━━━━━ Material supplied

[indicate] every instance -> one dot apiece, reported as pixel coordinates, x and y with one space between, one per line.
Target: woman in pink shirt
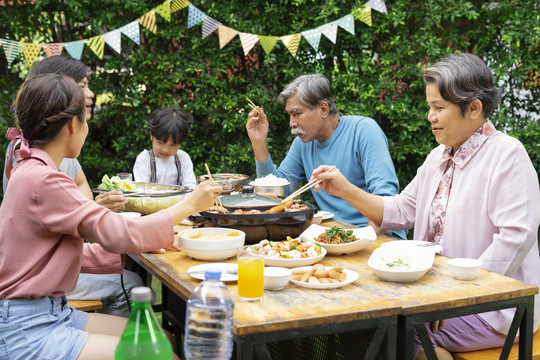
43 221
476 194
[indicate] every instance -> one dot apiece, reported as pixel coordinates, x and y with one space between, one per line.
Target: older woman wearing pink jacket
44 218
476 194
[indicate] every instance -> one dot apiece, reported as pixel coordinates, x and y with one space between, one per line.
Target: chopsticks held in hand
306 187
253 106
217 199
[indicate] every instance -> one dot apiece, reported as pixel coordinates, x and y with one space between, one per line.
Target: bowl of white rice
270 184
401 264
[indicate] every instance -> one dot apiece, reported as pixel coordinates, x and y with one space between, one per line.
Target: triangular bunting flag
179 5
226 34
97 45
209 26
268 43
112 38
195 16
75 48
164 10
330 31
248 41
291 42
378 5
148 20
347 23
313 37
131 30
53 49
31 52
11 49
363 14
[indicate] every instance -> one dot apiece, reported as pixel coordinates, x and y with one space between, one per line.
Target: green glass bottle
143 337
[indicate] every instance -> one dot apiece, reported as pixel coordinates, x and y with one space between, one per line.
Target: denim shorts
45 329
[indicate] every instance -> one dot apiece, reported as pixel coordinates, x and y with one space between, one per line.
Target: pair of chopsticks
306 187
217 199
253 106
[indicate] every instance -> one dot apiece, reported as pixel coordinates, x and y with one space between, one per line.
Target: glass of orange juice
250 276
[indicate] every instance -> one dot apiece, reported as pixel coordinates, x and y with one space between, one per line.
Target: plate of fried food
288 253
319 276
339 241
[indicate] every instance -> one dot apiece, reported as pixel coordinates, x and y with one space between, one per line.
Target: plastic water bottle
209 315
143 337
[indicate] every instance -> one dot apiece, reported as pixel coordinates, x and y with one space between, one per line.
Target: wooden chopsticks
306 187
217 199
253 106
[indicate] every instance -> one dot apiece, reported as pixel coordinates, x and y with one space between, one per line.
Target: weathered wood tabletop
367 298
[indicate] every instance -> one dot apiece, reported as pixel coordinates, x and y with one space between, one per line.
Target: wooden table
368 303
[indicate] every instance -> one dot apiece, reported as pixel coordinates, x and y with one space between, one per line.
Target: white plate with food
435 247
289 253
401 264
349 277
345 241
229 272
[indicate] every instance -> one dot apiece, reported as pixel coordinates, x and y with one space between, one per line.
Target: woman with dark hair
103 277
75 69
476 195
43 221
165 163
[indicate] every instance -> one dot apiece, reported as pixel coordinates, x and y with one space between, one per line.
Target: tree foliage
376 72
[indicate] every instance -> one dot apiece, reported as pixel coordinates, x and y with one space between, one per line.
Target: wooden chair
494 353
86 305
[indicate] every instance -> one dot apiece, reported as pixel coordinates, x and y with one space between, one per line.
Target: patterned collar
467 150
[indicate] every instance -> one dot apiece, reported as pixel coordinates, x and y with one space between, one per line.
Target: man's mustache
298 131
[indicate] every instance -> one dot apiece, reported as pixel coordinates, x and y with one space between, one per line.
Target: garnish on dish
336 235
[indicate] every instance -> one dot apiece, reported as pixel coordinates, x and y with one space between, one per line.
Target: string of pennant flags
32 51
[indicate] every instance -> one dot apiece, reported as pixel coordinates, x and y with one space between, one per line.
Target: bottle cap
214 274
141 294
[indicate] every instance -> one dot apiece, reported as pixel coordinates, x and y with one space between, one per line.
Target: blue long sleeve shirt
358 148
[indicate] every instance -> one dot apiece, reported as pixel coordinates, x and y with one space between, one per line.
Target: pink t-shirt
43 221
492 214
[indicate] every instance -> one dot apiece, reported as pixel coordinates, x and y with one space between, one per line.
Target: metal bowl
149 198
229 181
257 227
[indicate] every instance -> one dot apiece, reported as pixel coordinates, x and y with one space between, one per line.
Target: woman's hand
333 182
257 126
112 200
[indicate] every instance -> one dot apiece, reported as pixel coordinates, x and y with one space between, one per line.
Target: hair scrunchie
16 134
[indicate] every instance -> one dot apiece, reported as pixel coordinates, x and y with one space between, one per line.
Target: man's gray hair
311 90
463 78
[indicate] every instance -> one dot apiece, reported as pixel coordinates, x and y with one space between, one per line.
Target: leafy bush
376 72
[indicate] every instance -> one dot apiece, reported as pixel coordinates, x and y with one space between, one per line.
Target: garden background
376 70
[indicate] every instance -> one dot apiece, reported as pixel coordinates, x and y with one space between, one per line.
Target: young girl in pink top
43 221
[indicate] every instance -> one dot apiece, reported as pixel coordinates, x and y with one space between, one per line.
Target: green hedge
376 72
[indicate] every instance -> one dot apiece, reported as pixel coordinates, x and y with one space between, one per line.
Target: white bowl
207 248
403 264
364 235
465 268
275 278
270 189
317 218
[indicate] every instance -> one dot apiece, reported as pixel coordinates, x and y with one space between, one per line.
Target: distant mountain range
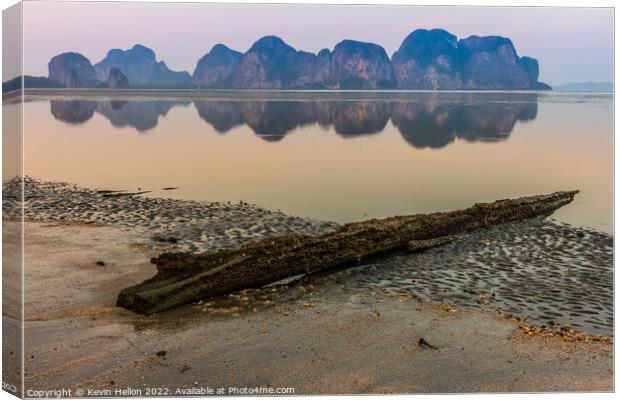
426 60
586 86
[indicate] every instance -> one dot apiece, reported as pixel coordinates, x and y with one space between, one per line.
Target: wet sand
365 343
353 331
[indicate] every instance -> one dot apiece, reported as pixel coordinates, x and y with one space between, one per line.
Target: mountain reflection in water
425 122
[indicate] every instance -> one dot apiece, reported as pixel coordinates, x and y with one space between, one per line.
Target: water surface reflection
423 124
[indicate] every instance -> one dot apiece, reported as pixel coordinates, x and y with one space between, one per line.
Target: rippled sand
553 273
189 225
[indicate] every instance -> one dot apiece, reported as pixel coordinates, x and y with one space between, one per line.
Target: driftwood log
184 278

━━━━━━━━━━

### Given problem
From the data above, write out everything exactly except the pictures.

### Exercise result
[indicate] every instance -> one dot apiece, reported as pixel coordinates, x and y with one space between, one per line.
Target: woman in pink shirt
43 221
476 194
[indicate] every instance -> one dot apiece, reported as pixel coordinates, x and y with one space between, one per line.
Target: older woman wearing pink jacket
44 218
476 194
[indicate] every instance -> one dot apiece, reported as pixel coordinates, x and y with one space between, one per line.
Target: chopsticks held in hand
306 187
253 106
217 199
[indicate] every instance -> one dot apiece, reported as pixel coordinates, x and y with one space between, one per line.
Target: bowl of white rice
270 184
401 264
[indicate] every instance -> one dot apiece, reported as pixel coordinates, x and y with one space between, one per line.
Target: triangular bunting flag
179 5
226 34
97 45
209 26
268 43
112 38
195 16
75 48
164 10
330 31
248 41
291 42
378 5
148 20
347 23
313 37
131 30
53 49
31 52
11 49
363 14
[indicate] every instance -> one dot apiece, reported as pixel coordinates, x and y with one space between, one per line.
Target: green glass bottle
143 337
[indicate] every instance -> one dot apiece, reported as pixel coordinates, x and y with one space between, one per line.
Target: denim shorts
45 329
[indicate] every instance -> one dot apiece, reported as pixel coordinates, x and y with one space between, one per line.
Target: pair of chopsticks
306 187
217 199
253 106
[indicate] every instance -> one dot apiece, reported as pixel coordinates, x and y with one space between, one per line.
Target: glass of orange juice
250 276
[indicate] every instance -> one dot apiece, reported as pixel coordinates, x and y with one space between, one per line.
Target: plate of fried food
288 253
319 276
339 241
[indicate] every instance -> one dot apiece, reported as pixel coordinates, x and y with one space between, one per line.
Target: plastic water bottle
209 315
143 337
[indicate] every instance -> one dot apiece, reported as pixel coordinates, x and y with one space between, one per line.
Target: wooden chopsticks
306 187
217 199
253 106
[indicate] every instance -> one dot apiece, reported as pixel coordinates, x and y with one space between, one per line.
Target: weathered wood tabletop
367 298
[indicate] every instance -> one dot apiece, reported as pixel coordinates, x and y with one space between, one per line.
Target: wooden table
368 303
[indicate] every instance -> one dot apiece, reported as pixel coordinates, x and y with one space between, one per line.
Target: white plate with food
435 247
289 253
401 264
349 277
345 241
229 272
[indicate] every instance -> one dot apiece, reported as pixel coordinates, x and y with one space between, one per line.
Target: woman with dark hair
103 277
75 69
476 195
43 221
165 163
[indicate] every instance -> one dot apiece, reported as pixel coordinates, x and y with one space between, one per line.
Target: tree foliage
376 72
[indicate] every instance -> one dot apiece, reported as pixel coordinates, x and y with one space between, one per line.
Target: wooden chair
494 353
86 305
[indicate] every instance -> one dot apiece, reported as pixel coordinates, x and y with one space between, one per line.
Target: patterned collar
467 150
[indicate] every instance -> one dot apiece, reported as pixel coordinates, x and y with one space between, one per line.
Target: man's mustache
298 131
[indicate] every instance -> one dot apiece, reported as pixel coordinates, x and y with one space between, one per line.
Target: garnish on dish
336 235
[indicate] every instance -> one dot apiece, reported as pixel coordinates, x and y with one space between, one per line.
Target: string of pennant flags
32 51
[indicate] every instance -> one dot apiece, reported as pixel coordinates, x and y with one space between, one per line.
Target: bottle cap
214 274
141 294
[indicate] every instance -> one dot apiece, reported as pixel coordinates, x and y with one space between, one per line.
Target: blue long sleeve shirt
358 148
[indicate] every instance -> one dot apiece, reported as pixel coordinates, x and y with one space between, one per line.
Target: pink t-shirt
43 221
492 214
[indicate] every instance -> one dot apiece, reported as pixel coordinates, x and y with one space between, one per line.
Target: metal bowl
149 198
229 181
257 227
[indicate] every instance -> one dot apiece, reported as pixel coordinates, x and y with one space between, one per line.
Target: woman's hand
333 182
257 126
112 200
[indicate] every instance -> one dot apiece, reported as pixel coordinates, x and y with one space between, one per line.
Target: hair scrunchie
16 134
[indicate] every instance -> one dot apiece, reported as pixel coordinates, x and y with one space between, one per line.
Target: man's gray hair
311 90
463 78
[indicate] every instance -> one dot apiece, reported as pixel coordinates, x and y with one space between, one per line.
Target: leafy bush
376 72
[indicate] every instance -> one dot apiece, reported as pixel coordinates, x and y with one space between, one per line.
Target: garden background
376 70
[indicate] every instance -> one dot apiece, reported as pixel coordinates, x and y with one space between, one per line.
Target: young girl in pink top
43 221
[indicate] every instance -> one dot apiece, reported as pixel coordinates, x and y with one space between, one per line.
Target: green hedge
376 72
[indicate] every instance -> one dot apiece, reported as pixel coordinates, x and y with one space between, one per line.
Target: white bowl
207 248
403 264
364 235
465 268
275 278
270 189
317 218
[indicate] every instance -> one dot apiece, reported as pixel coordinates, x and y with one space between, one per line.
Target: distant mountain range
426 60
586 86
[indicate] every instance -> one dot apiece, reported as pixel coordinates, x and y with one space between, one per line.
Target: wet sand
365 343
353 331
[indicate] every instance -> one dot apiece, reported as pixel coordinates, x and y with one space between, one per line.
Target: mountain reflection in water
425 122
[indicate] every instance -> one dot apiece, reported as pixel coordinates, x and y with one space between, one per line.
Target: water surface reflection
423 124
[indicate] every instance -> one dot apiece, reported as pixel coordinates, x and y with one space between, one per line.
Target: rippled sand
553 273
189 225
[indicate] every instance -> one dot apiece, reported as pixel coordinates, x and y with one space between, one per line.
Target: driftwood log
184 278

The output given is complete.